-- Set exercise --
Change every "indicate" in the data below to "mark" and repeat the data with nothing else altered.

-- Material supplied --

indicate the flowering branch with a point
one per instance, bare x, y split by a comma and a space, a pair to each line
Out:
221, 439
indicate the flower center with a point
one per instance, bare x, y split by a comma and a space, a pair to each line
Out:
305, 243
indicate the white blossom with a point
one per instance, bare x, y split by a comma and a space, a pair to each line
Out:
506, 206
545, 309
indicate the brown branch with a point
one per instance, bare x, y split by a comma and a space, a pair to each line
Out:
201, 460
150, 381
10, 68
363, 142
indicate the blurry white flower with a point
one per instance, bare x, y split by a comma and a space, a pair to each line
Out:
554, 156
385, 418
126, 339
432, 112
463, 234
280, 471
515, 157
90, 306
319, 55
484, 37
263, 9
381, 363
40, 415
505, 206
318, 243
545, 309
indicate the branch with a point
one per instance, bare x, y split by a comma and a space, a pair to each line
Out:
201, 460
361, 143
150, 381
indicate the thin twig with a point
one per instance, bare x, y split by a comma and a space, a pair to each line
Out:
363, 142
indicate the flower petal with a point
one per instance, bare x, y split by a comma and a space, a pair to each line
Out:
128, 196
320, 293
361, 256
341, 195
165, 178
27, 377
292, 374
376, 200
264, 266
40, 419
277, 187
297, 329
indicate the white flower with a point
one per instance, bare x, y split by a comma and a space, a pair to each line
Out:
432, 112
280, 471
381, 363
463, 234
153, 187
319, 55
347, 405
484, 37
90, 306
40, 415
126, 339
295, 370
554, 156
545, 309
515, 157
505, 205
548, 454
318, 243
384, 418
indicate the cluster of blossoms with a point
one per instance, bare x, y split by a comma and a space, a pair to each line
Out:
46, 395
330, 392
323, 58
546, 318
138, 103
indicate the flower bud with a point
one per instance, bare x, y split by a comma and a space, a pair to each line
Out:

-- Expected answer --
mark the flowering branch with a point
one per instance, bare x, y split by a comma and a space, a pair to each line
Out:
221, 439
mark the flower center with a point
one per instance, bare x, y split by a comma and a space, a pair to each line
Out:
305, 243
mark the white blossom with a point
one per instance, bare x, y split by a comma and a space, a pair to each line
Out:
506, 206
545, 309
mark the brown branch with a point
one per instance, bare x, y split by a comma and a space, a pair to each line
Out:
201, 460
150, 381
10, 68
363, 142
mark the blurry white flower with a point
one per instance, bare x, y split by a comma and a space, a pair to each line
Out:
554, 156
385, 418
126, 339
432, 112
463, 234
280, 471
515, 157
90, 306
319, 55
484, 37
263, 9
381, 363
40, 415
505, 206
318, 243
545, 309
mark the branch with a point
one per instance, bare x, y split by a comma and a space, a pair to each line
Out:
201, 460
361, 143
150, 381
mark the thin twig with a point
one per instance, bare x, y split by a comma and a space, a pair to each line
Out:
363, 142
mark the flower petal with a point
one per instance, bare x, y split by a comma and a space, a pair to each line
Out:
128, 196
320, 293
361, 256
341, 195
165, 178
27, 377
292, 374
376, 200
264, 266
40, 419
277, 187
297, 329
mark the white flower with a point
one per instance, bare x, y split by a comma and a space, a pair to each line
Out:
432, 112
280, 471
381, 363
463, 234
153, 187
319, 55
347, 405
484, 37
90, 306
40, 415
126, 339
295, 370
554, 156
545, 309
515, 157
505, 205
548, 454
318, 243
384, 418
mark the cluster of blossoms with a point
one per instance, bare x, y split by a comma and a space, a pair to each line
Out:
46, 395
330, 392
323, 58
546, 318
138, 103
mark the flower bud with a point
one per instance, bare x, y split by a comma and a space, a pair to each line
Out:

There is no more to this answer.